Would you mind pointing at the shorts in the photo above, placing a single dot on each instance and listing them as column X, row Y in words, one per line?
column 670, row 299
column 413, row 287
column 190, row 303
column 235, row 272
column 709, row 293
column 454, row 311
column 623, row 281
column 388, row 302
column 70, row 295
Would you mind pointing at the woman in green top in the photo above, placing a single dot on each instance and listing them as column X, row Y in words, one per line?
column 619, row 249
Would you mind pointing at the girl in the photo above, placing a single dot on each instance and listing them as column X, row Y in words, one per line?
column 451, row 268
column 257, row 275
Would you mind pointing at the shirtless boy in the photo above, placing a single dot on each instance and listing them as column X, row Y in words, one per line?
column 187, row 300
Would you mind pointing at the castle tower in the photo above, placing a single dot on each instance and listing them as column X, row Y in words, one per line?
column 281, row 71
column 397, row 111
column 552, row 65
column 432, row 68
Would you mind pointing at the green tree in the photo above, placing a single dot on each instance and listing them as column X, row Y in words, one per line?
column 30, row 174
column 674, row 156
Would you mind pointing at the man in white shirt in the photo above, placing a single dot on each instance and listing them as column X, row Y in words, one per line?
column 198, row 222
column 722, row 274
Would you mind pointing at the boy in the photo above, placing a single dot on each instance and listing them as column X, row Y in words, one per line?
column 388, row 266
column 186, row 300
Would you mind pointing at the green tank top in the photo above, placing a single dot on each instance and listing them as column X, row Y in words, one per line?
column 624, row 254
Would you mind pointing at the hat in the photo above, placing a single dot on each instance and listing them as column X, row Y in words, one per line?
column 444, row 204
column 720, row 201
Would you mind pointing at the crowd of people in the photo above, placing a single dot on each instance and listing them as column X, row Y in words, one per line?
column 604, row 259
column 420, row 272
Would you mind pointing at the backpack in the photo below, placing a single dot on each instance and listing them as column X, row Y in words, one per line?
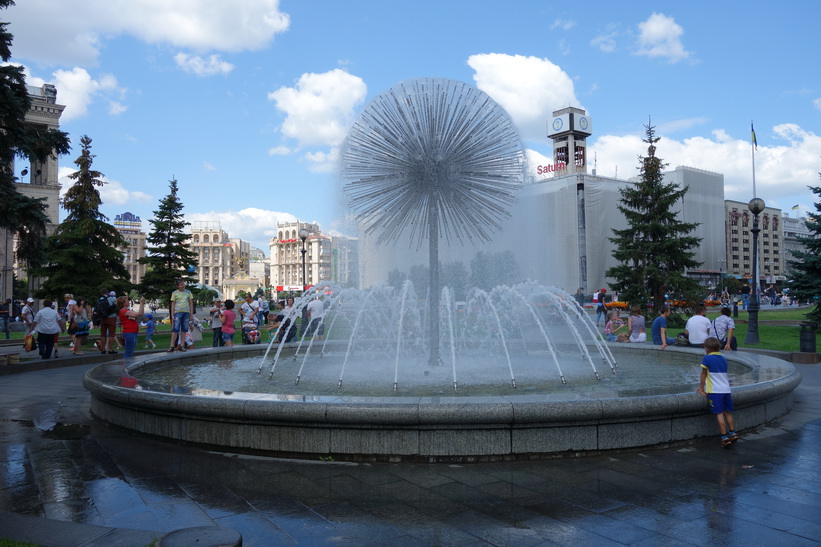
column 102, row 309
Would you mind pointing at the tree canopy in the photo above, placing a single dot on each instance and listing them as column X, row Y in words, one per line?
column 168, row 255
column 655, row 251
column 84, row 253
column 806, row 267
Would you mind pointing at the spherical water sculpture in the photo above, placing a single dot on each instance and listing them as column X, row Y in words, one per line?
column 432, row 157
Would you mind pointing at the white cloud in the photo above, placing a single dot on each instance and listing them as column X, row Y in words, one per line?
column 111, row 193
column 782, row 171
column 77, row 29
column 202, row 67
column 320, row 107
column 529, row 88
column 660, row 37
column 564, row 24
column 251, row 224
column 674, row 126
column 279, row 151
column 323, row 162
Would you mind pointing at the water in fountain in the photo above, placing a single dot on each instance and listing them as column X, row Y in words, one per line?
column 524, row 335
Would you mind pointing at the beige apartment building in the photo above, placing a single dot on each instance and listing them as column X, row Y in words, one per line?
column 131, row 228
column 219, row 257
column 739, row 242
column 35, row 179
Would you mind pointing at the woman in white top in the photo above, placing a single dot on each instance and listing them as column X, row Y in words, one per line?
column 635, row 325
column 47, row 322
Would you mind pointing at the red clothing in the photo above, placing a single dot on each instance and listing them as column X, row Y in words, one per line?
column 228, row 325
column 129, row 323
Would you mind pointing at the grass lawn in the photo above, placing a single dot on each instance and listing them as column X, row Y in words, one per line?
column 771, row 336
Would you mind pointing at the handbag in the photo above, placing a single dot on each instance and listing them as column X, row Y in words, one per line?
column 29, row 343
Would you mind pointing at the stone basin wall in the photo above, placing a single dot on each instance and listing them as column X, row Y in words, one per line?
column 431, row 428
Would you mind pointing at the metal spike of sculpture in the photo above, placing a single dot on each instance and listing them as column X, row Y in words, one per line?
column 435, row 158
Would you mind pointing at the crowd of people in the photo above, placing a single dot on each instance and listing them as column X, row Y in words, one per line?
column 120, row 321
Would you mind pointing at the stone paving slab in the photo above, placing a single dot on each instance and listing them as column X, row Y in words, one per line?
column 83, row 483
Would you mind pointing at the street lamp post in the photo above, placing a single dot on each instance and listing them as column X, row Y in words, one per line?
column 721, row 262
column 303, row 235
column 756, row 206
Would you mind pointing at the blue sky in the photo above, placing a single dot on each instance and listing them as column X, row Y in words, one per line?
column 247, row 102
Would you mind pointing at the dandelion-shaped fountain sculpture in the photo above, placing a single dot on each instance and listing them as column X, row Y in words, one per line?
column 434, row 158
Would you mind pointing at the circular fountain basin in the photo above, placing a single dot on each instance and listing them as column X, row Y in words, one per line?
column 473, row 423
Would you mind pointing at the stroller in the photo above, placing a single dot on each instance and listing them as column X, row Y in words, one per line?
column 250, row 335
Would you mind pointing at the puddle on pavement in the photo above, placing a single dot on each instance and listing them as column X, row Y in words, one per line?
column 67, row 432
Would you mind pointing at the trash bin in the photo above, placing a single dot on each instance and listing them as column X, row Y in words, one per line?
column 806, row 341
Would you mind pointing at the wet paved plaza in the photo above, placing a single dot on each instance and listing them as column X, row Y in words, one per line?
column 127, row 490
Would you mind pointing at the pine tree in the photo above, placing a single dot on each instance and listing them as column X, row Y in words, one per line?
column 807, row 264
column 655, row 251
column 23, row 215
column 169, row 257
column 84, row 252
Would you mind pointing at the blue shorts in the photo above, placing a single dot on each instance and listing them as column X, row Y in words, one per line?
column 720, row 402
column 180, row 321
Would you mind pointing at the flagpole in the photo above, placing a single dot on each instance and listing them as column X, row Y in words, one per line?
column 756, row 281
column 753, row 144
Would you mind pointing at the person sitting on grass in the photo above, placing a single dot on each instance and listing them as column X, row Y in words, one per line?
column 613, row 326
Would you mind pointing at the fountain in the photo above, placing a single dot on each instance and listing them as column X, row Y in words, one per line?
column 518, row 371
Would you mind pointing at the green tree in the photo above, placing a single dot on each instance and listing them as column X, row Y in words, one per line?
column 24, row 216
column 654, row 252
column 806, row 283
column 169, row 257
column 84, row 252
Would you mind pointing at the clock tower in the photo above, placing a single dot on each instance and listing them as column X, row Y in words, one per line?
column 569, row 129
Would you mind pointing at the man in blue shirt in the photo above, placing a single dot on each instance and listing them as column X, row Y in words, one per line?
column 659, row 329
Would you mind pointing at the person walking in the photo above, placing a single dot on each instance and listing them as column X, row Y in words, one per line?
column 181, row 310
column 316, row 312
column 47, row 323
column 579, row 296
column 79, row 324
column 601, row 307
column 216, row 323
column 130, row 326
column 724, row 329
column 659, row 329
column 698, row 326
column 714, row 384
column 27, row 314
column 5, row 316
column 227, row 317
column 635, row 325
column 150, row 329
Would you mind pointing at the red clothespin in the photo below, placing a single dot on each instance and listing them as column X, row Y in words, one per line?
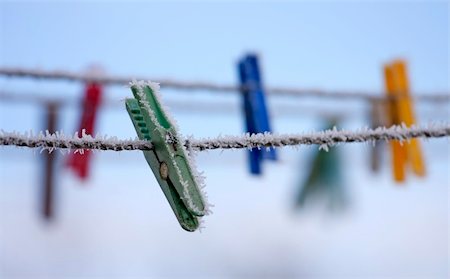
column 79, row 161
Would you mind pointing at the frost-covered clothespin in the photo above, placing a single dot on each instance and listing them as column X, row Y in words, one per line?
column 401, row 112
column 79, row 161
column 255, row 109
column 169, row 160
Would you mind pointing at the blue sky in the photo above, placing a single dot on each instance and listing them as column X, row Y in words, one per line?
column 119, row 224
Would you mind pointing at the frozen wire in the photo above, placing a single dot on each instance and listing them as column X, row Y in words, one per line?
column 325, row 139
column 210, row 86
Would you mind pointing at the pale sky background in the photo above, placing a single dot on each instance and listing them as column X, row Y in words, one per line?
column 119, row 225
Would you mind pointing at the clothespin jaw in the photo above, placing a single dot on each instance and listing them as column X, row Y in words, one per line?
column 256, row 115
column 168, row 158
column 401, row 112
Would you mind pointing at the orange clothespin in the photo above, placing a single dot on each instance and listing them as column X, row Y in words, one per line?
column 401, row 112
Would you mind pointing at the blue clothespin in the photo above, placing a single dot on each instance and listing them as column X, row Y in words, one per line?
column 255, row 109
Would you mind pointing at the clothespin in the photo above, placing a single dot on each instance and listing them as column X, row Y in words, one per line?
column 255, row 109
column 325, row 179
column 47, row 194
column 401, row 112
column 169, row 160
column 377, row 119
column 79, row 161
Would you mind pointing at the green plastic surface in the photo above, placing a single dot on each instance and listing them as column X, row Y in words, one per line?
column 180, row 187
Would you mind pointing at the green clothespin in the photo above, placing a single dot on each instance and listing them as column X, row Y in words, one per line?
column 168, row 159
column 325, row 180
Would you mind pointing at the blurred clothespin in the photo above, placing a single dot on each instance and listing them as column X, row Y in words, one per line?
column 47, row 194
column 79, row 161
column 169, row 160
column 325, row 179
column 255, row 109
column 377, row 119
column 401, row 112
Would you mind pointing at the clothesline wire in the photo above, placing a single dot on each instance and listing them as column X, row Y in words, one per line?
column 213, row 107
column 325, row 139
column 210, row 86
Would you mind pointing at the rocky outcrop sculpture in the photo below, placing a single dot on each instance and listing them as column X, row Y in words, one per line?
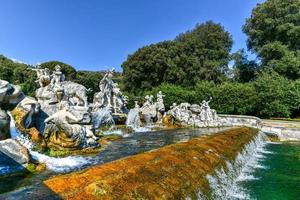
column 10, row 96
column 152, row 111
column 62, row 134
column 65, row 114
column 110, row 95
column 4, row 125
column 196, row 115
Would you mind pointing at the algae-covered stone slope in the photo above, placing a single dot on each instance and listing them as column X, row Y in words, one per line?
column 173, row 172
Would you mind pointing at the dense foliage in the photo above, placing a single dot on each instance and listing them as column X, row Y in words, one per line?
column 274, row 34
column 199, row 54
column 19, row 74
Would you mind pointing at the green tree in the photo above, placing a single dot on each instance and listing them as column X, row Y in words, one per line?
column 90, row 80
column 19, row 74
column 274, row 34
column 275, row 95
column 199, row 54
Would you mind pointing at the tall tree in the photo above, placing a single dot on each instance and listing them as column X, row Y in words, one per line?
column 68, row 70
column 274, row 34
column 244, row 70
column 198, row 54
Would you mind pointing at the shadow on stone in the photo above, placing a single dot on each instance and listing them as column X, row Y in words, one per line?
column 11, row 173
column 13, row 176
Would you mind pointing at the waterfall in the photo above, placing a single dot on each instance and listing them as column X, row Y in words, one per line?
column 65, row 164
column 225, row 183
column 102, row 117
column 133, row 119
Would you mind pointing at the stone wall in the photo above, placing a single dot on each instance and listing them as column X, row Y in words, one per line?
column 283, row 133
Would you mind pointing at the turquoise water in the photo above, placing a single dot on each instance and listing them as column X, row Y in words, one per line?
column 279, row 179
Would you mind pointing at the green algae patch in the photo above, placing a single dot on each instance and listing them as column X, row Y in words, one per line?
column 172, row 172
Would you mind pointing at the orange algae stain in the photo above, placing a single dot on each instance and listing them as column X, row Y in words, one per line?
column 172, row 172
column 19, row 116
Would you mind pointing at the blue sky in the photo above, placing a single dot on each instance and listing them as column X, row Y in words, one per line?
column 98, row 34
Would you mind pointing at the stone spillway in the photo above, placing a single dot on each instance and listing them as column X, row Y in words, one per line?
column 178, row 171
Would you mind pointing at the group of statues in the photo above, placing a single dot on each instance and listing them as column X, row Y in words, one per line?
column 65, row 119
column 196, row 115
column 110, row 95
column 67, row 110
column 149, row 113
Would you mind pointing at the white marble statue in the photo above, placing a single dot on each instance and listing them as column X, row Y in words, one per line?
column 43, row 75
column 110, row 95
column 82, row 134
column 195, row 115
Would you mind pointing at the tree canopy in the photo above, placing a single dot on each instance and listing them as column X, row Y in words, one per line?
column 274, row 34
column 199, row 54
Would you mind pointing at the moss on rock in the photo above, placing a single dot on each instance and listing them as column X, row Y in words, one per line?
column 172, row 172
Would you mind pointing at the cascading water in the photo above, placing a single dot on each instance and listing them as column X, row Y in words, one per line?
column 133, row 121
column 226, row 183
column 55, row 164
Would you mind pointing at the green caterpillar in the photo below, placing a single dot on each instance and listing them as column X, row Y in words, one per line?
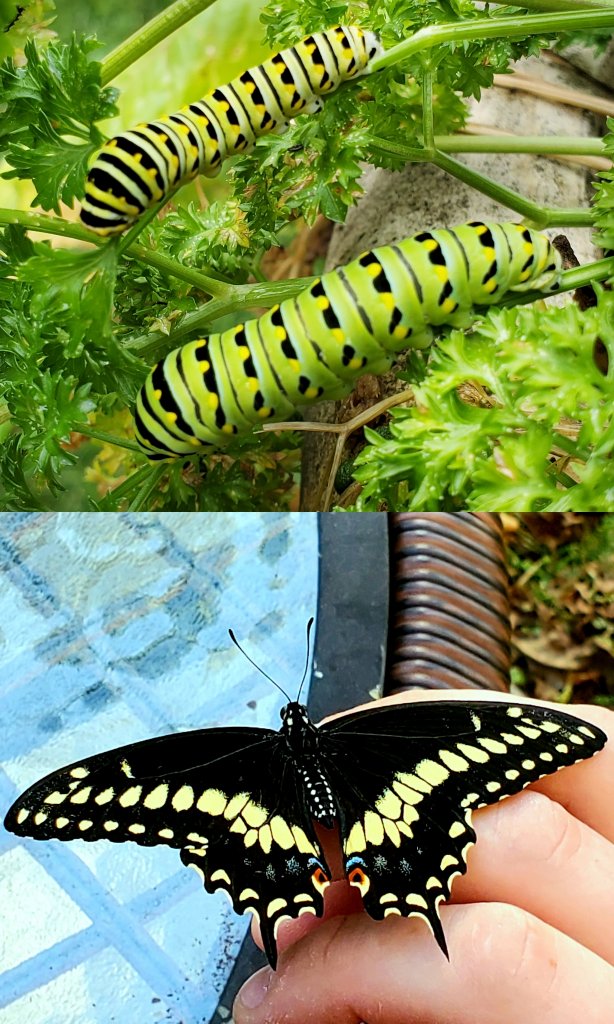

*Your task*.
Extract, word for word, everything from the line containing "Would you mind pointing at the woman in white" down to the line containing "column 771, row 336", including both of those lines.

*Finished answer*.
Would you mind pointing at the woman in white top in the photo above, placing a single dot on each instance and listing them as column X, row Y in words, one per line?
column 635, row 325
column 47, row 322
Would you mind pointing at the red clothing in the photo above, placing a single dot on each instance and listing them as column X, row Y in words, one per line?
column 228, row 325
column 129, row 323
Would you mind pointing at the grass lawn in the photo above, placing a single dot on each instance and listing them as column X, row Y in words, one per line?
column 771, row 336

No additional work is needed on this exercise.